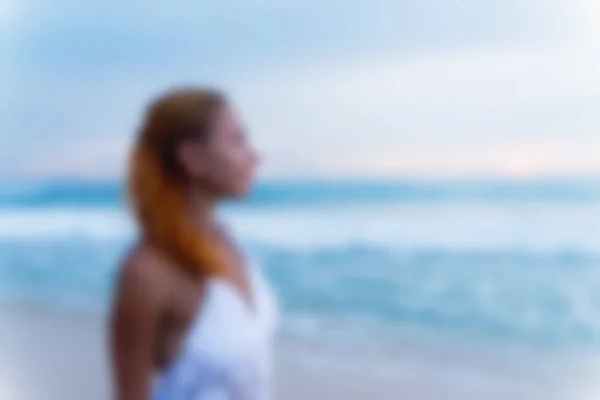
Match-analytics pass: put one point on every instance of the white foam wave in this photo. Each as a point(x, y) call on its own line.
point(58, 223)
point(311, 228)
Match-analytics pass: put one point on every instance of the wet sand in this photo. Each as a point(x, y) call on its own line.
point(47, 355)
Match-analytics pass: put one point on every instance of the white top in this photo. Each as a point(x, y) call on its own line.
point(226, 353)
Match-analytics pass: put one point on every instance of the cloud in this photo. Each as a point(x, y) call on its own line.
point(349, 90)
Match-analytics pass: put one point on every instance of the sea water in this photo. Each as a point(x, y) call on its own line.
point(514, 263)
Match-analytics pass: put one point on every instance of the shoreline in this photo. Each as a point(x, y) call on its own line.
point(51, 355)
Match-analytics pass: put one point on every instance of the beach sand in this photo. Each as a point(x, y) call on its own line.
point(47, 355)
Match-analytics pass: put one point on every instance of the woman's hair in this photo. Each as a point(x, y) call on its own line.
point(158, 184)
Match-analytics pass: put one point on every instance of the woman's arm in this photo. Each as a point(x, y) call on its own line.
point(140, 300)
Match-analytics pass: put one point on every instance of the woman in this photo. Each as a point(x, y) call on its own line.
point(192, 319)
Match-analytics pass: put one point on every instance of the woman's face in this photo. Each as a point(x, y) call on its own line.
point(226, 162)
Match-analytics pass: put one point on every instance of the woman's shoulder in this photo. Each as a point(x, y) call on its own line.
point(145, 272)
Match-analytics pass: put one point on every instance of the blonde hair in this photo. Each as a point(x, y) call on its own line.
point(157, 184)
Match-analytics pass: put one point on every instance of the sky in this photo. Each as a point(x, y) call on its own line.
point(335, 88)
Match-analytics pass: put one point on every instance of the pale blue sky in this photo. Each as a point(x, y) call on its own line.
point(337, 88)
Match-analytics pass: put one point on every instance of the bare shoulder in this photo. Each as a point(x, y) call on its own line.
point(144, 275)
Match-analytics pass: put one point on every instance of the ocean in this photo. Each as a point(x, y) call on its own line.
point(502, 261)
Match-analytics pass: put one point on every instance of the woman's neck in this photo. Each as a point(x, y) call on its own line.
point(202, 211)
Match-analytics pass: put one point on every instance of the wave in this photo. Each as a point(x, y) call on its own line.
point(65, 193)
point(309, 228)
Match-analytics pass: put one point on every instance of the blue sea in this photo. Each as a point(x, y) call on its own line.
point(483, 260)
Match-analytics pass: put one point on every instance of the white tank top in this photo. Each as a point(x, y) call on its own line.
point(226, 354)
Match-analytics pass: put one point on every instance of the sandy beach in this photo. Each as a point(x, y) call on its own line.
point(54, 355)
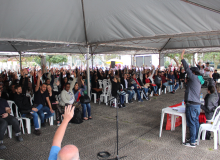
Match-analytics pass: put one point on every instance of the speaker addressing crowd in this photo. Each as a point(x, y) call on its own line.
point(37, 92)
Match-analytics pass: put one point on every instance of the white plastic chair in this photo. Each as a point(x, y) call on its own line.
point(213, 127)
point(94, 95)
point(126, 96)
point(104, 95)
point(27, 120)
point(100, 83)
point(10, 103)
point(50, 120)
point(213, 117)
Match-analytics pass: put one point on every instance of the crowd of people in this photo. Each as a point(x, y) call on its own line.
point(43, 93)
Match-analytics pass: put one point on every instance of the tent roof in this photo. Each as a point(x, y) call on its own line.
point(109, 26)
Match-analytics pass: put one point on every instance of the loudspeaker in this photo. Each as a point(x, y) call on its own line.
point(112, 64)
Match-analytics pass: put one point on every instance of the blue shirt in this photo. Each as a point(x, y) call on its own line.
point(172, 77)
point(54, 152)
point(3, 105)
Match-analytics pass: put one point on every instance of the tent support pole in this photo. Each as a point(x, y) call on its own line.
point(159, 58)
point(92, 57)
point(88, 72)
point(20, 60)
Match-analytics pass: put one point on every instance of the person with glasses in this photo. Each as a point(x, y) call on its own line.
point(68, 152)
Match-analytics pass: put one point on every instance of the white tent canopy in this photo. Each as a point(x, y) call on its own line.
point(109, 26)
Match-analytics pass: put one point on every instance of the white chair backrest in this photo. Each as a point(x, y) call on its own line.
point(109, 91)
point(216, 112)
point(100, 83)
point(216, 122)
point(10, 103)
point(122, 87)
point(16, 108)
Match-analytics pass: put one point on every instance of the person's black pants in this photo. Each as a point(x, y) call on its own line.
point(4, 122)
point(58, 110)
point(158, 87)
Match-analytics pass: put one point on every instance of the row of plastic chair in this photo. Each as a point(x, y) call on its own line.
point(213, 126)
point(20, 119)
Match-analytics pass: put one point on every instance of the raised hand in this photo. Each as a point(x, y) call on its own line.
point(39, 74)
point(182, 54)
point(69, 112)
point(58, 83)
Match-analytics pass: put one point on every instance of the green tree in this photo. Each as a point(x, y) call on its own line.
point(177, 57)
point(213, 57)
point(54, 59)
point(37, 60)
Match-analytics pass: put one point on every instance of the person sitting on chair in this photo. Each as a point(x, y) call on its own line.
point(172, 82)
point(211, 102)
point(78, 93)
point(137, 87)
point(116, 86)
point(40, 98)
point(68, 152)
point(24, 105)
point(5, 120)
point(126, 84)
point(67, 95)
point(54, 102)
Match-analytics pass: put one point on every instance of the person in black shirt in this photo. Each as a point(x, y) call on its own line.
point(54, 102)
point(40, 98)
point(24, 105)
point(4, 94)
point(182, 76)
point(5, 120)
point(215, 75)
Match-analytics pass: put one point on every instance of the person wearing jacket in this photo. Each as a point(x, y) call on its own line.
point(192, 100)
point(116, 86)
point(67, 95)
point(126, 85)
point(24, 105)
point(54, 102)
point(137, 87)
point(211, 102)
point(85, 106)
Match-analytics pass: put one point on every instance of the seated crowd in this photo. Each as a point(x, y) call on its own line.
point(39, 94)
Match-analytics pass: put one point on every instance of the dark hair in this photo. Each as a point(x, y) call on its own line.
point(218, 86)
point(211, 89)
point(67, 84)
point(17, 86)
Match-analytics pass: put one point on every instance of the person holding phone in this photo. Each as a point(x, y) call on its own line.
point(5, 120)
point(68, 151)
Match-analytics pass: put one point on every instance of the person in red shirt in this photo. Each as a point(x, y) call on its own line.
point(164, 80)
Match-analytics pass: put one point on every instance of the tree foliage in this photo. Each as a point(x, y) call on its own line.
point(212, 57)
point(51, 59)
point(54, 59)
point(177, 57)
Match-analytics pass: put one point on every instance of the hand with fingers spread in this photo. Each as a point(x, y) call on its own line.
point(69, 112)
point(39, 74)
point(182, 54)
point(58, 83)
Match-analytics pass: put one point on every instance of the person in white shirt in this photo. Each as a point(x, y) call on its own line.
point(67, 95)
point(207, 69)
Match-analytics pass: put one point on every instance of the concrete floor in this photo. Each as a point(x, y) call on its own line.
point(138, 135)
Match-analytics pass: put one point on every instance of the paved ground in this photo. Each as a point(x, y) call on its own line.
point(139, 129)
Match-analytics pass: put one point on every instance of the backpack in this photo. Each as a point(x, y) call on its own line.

EXERCISE OBJECTIVE
Rewrite every one of the records above, swapping "Match-analytics pass" for "Scene-labeling pass" wherever it appears and keeping everything else the same. Leave out the pictures.

REPLY
Scene-labeling pass: put one point on every instance of the white foam wave in this photo. Each as a point(x, y) call on its own line.
point(58, 223)
point(311, 228)
Scene-labeling pass: put one point on every instance of the wet sand in this photo. Each as a point(x, y) call on its own line.
point(47, 355)
Scene-labeling pass: put one point on every instance of the white top in this photo. Each as a point(x, y) call on its own line.
point(226, 353)
Scene-labeling pass: put one point on every instance of the cloud in this photo. Each as a point(x, y) call on its own line.
point(349, 90)
Scene-labeling pass: put one point on every instance of the sea water in this photo. Each as a point(x, y) call on its own line.
point(514, 263)
Scene-labeling pass: put one point on every instance of the shoreline in this photo. Each as a point(x, y) call on its own line.
point(51, 355)
Scene-labeling pass: put one point on every instance of the beach sand in this photo. Each as a point(x, y) call on its own line.
point(47, 355)
Scene-labeling pass: put one point on every instance of the woman's hair in this photo. Each as a point(x, y) call on its own line.
point(158, 184)
Scene-labeling pass: put one point on every instance of the woman's arm in this photo. Each as a point(x, y) call on its own line.
point(140, 300)
Scene-labeling pass: put one point on every instance of the woman in this photo. Each as a point(x, y) call on its own line.
point(192, 319)
Scene-labeling pass: put one point on every instance of the woman's face in this photo. Each as a point(x, y) call on its own line.
point(226, 162)
Scene-labeling pass: put one point on every instance of the woman's shoulder in this photo. Each as a point(x, y) call on its own line.
point(145, 272)
Scene-labeling pass: put one point on every instance of the blonde hair in this photo. Each as a point(x, y) call on its own line.
point(157, 184)
Scene-labeling pass: put one point on every instance of the sky in this photo. Each as a point(x, y) call on its own line.
point(335, 88)
Scene-labeling pass: put one point on every instance of the pale blue sky in this photo. Each as a point(x, y) call on its own line.
point(337, 88)
Scene-labeling pass: put one point on every instance of the bare shoulder in this photo. Each as a point(x, y) call on its own line.
point(144, 275)
Scene-labeling pass: put one point on every instance of the ocean in this photo. Each as a point(x, y) call on its own line.
point(502, 261)
Scene-labeling pass: put one point on every instance of the woman's neck in this photo. Each as a point(x, y) call on its own line.
point(202, 211)
Scene-labeling pass: put one point on every instance of the wave in this photo. Each as a point(x, y) call on its own line.
point(65, 193)
point(309, 228)
Scene-labeling pass: put one point on every instance of the blue sea in this photo. Each as a point(x, y) call on its own line.
point(483, 260)
Scene-labeling pass: put one point on every instance of the white tank top in this photo. Each as a point(x, y) call on its own line.
point(226, 354)
Scene-labeling pass: put one point on every instance of the sandy beach in this photo. Each as a point(x, y) call on its own line.
point(54, 355)
Scene-labeling pass: put one point on every instance of the speaker addressing crowd in this photo. Each as a point(x, y) call on its own line.
point(37, 92)
Scene-labeling pass: put one point on every instance of the white plastic chair in this photo. Each as a point(x, y) call on its own line.
point(213, 127)
point(94, 95)
point(126, 96)
point(104, 95)
point(27, 120)
point(100, 83)
point(10, 103)
point(50, 120)
point(213, 117)
Scene-labeling pass: put one point on every instance of the crowd of people in this photo. Each as a point(x, y) call on its own line.
point(43, 93)
Scene-labeling pass: put one point on every instance of the tent roof in this photo. Each as a point(x, y) call on its own line.
point(109, 26)
Scene-labeling pass: put one point on every instance of the loudspeaker in this photo. Each as a point(x, y) call on its own line.
point(112, 64)
Scene-labeling pass: put one point on every instance of the blue shirt in this photo. Each as a point(x, y) call on its own line.
point(172, 77)
point(54, 152)
point(3, 105)
Scene-labeling pass: put one point on every instance of the tent support pole in this photo. Each as a point(x, y) call on its own line.
point(159, 58)
point(92, 57)
point(88, 72)
point(20, 60)
Scene-labeling pass: put one point on every instance of the person with glasses in this photo. Each as a point(x, y) call on its own line.
point(68, 152)
Scene-labeling pass: put one point on every instance of the white tent canopy in this photo. Each as a point(x, y) call on its own line.
point(109, 26)
Scene-labeling pass: put one point on every instance of the white chair backrest in this photo. Each as a point(x, y) call on its own line.
point(109, 91)
point(216, 112)
point(100, 83)
point(216, 122)
point(10, 103)
point(122, 87)
point(16, 108)
Scene-labeling pass: put one point on every instance of the person's black pants in this photo. Each as a point(x, y) call on its own line.
point(4, 122)
point(58, 110)
point(158, 87)
Scene-labeling pass: put one point on every instance of the row of plastic chair in this photo. Each as a point(x, y) call on its own line.
point(213, 126)
point(20, 119)
Scene-labeling pass: put one point on every instance of the raised hand in this photo. Each as a point(x, y) call on its own line.
point(39, 74)
point(182, 54)
point(69, 112)
point(58, 83)
Scene-labeling pass: put one point on every instance of the green tree in this photo. Each as a point(x, y) call on its own line.
point(177, 57)
point(213, 57)
point(54, 59)
point(37, 60)
Scene-labeling pass: put one point on every instance of the person sitting on chair in this photo. Each as a point(x, y) call on its own line.
point(172, 82)
point(211, 102)
point(78, 93)
point(137, 87)
point(116, 86)
point(40, 98)
point(68, 152)
point(24, 105)
point(5, 120)
point(126, 84)
point(67, 95)
point(54, 102)
Scene-labeling pass: put one point on every instance of the person in black shirt in this photo. Each as a point(x, y) call on its own line.
point(54, 102)
point(40, 98)
point(24, 105)
point(4, 94)
point(182, 76)
point(5, 120)
point(215, 75)
Scene-labeling pass: put one point on every instance of the person wearing jacket in this photo. Each as a point(x, y) call on its own line.
point(192, 100)
point(116, 86)
point(67, 95)
point(126, 85)
point(24, 105)
point(54, 102)
point(137, 87)
point(211, 102)
point(85, 106)
Scene-labeling pass: put one point on every instance of the seated crowd in this photo. Each as a point(x, y) call on its own line.
point(39, 94)
Scene-labeling pass: put one point on every instance of the dark hair in this photo. Each as a point(x, y) call on its own line.
point(218, 86)
point(211, 89)
point(67, 84)
point(17, 86)
Scene-labeling pass: put one point on every instance of the person holding phone in this photo. Each as a point(x, y) call on its own line.
point(5, 120)
point(68, 151)
Scene-labeling pass: put one point on every instance of the person in red shirt in this photo. Each as a point(x, y) call on its own line.
point(164, 80)
Scene-labeling pass: put one point on every instance of the tree foliage in this photo. Each as a point(x, y) call on its own line.
point(212, 57)
point(51, 59)
point(54, 59)
point(177, 57)
Scene-labeling pass: put one point on every instance of the hand with fingers spread in this photo. Each as a point(x, y) call on its own line.
point(69, 112)
point(39, 74)
point(182, 54)
point(58, 83)
Scene-labeling pass: put one point on every instance of the person in white shirt in this photo. Each as a point(x, y) call on its own line.
point(67, 95)
point(207, 69)
Scene-labeling pass: put one point on every instance of the concrete floor in this photo. Each as a point(x, y) call on its own line.
point(138, 135)
Scene-labeling pass: put one point on every instance of the paved ground in this photo. Each as a point(x, y) call on its own line.
point(139, 129)
Scene-labeling pass: put one point on every instance of the backpack in this photo. Each as a point(x, y) call on its own line.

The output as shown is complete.